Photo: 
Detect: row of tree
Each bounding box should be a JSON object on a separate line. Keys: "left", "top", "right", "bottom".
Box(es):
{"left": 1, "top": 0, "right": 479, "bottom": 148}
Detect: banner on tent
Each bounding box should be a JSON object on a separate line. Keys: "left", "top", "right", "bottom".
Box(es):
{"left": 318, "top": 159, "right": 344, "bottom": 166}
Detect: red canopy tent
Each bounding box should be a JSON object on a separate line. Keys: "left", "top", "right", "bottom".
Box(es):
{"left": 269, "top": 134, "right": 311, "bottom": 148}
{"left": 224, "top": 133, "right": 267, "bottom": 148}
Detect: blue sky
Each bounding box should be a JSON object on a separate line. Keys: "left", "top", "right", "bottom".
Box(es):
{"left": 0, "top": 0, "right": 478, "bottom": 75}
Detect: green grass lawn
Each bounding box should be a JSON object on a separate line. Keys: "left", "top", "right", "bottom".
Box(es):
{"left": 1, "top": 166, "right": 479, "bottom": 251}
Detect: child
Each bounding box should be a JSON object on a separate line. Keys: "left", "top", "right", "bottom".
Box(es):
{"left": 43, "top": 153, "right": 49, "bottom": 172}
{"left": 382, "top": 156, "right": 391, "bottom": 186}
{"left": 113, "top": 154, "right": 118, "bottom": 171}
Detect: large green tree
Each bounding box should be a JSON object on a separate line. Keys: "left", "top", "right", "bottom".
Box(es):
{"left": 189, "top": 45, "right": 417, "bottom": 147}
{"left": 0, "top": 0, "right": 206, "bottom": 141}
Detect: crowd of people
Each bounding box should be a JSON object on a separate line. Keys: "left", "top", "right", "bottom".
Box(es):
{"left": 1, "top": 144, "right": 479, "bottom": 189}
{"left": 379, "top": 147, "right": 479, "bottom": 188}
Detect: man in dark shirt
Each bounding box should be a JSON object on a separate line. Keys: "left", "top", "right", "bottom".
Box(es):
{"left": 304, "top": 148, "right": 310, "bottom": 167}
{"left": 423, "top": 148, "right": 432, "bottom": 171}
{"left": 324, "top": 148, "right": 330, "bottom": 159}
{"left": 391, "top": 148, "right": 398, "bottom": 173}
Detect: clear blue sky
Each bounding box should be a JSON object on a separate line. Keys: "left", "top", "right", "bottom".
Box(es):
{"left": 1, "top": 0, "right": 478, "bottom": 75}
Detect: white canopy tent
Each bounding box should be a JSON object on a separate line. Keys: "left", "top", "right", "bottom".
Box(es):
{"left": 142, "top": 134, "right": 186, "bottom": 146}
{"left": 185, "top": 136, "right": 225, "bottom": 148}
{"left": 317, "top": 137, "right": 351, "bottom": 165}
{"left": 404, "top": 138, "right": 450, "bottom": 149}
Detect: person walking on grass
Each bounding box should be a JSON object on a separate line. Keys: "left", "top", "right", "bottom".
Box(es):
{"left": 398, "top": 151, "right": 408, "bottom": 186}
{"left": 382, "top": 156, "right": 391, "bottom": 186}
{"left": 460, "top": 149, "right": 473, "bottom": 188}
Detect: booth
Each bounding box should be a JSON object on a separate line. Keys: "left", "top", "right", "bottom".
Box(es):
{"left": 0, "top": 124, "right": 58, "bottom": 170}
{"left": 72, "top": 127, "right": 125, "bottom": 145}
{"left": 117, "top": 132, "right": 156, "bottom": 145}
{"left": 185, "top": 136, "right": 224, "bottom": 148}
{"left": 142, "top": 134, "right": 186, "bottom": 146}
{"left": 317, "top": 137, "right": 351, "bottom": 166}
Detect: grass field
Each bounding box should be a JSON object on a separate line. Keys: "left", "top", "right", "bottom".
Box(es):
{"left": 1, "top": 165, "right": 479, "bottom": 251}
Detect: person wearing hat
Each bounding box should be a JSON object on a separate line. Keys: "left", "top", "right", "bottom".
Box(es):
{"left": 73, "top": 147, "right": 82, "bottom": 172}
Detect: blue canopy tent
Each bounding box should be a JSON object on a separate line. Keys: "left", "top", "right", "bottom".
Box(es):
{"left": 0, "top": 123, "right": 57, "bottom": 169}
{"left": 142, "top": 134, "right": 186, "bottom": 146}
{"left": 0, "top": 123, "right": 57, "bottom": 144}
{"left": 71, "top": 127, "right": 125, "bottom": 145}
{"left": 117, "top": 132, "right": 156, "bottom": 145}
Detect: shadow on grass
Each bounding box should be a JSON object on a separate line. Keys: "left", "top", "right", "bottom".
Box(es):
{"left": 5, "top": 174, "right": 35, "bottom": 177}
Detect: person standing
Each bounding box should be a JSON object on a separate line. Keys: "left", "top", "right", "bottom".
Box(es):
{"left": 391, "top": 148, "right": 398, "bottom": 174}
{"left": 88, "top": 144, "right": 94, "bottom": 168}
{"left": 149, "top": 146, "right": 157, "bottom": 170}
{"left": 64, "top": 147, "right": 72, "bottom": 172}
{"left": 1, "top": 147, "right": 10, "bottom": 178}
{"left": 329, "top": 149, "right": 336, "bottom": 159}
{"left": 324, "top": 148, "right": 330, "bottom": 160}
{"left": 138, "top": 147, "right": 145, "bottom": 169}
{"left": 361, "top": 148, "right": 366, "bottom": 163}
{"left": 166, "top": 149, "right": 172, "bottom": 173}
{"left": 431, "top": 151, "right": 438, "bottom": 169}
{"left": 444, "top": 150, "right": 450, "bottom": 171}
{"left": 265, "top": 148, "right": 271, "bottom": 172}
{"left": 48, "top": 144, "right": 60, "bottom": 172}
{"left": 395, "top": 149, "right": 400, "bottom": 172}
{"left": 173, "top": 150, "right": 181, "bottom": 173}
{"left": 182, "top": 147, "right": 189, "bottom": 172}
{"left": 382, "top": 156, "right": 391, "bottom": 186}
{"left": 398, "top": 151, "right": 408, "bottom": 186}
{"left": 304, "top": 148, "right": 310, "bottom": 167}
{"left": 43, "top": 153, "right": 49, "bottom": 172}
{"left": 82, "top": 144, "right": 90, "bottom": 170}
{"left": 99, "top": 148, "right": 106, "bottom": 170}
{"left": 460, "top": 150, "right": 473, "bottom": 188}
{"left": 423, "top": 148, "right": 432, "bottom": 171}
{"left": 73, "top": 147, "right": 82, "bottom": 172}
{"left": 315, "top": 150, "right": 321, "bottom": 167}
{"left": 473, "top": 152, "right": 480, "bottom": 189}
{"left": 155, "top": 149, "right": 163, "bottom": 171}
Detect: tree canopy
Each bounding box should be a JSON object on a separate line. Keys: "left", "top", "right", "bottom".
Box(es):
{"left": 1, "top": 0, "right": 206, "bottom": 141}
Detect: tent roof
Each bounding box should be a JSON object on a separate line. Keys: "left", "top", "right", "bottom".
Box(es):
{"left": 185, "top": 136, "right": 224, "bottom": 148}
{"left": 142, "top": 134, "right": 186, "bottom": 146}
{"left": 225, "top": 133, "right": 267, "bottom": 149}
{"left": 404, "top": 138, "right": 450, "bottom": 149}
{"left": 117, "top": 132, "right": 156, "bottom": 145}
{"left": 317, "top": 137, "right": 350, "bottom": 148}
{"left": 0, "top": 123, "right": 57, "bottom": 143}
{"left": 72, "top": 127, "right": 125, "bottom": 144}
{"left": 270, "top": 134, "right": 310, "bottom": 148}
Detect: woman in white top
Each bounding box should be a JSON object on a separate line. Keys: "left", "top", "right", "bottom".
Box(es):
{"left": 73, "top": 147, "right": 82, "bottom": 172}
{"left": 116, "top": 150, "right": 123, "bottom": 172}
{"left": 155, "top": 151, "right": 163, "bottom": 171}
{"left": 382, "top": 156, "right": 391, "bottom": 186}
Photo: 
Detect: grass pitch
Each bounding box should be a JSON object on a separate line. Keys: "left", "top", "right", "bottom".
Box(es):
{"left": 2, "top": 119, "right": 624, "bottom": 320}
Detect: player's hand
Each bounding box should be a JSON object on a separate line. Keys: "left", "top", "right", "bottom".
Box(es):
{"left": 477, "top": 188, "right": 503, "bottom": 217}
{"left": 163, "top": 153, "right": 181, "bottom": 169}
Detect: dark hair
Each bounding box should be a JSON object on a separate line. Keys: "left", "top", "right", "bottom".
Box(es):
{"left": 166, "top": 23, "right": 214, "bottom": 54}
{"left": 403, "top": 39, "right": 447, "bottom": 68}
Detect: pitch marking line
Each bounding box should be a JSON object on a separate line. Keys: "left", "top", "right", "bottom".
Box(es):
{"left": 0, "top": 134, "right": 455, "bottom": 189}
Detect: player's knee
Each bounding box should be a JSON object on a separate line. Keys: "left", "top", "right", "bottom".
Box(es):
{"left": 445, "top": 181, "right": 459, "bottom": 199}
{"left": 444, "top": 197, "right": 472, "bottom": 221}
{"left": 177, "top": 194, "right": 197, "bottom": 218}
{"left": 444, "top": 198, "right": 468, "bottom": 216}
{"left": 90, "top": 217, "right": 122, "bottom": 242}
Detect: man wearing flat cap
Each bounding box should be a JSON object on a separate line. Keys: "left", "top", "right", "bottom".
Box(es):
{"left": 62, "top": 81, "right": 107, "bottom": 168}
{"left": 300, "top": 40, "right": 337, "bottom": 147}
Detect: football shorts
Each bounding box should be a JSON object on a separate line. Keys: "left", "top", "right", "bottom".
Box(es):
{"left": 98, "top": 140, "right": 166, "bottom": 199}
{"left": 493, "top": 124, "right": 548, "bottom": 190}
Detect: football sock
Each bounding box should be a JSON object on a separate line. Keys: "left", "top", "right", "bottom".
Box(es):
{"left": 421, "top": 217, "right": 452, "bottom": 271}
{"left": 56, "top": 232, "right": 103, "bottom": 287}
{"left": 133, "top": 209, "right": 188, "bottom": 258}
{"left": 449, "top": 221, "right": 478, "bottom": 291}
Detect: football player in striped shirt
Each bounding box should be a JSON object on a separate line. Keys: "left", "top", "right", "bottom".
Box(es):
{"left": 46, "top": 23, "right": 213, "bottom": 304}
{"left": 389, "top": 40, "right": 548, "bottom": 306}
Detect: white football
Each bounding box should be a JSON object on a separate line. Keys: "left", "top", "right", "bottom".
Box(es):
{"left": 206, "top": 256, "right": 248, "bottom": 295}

------------------------------

◆ **WHAT YOU SHOULD DO**
From the first line of the listing above to the line that contains "Detect: banner on tent", inclusive, restate every line word for word. Nothing else belongs in the answer.

◆ **SOLVED EXERCISE**
Photo: 
Detect: row of tree
Each bounding box should be a JSON object on a separate line. Keys: "left", "top", "right", "bottom".
Box(es):
{"left": 1, "top": 0, "right": 479, "bottom": 148}
Detect: banner on tent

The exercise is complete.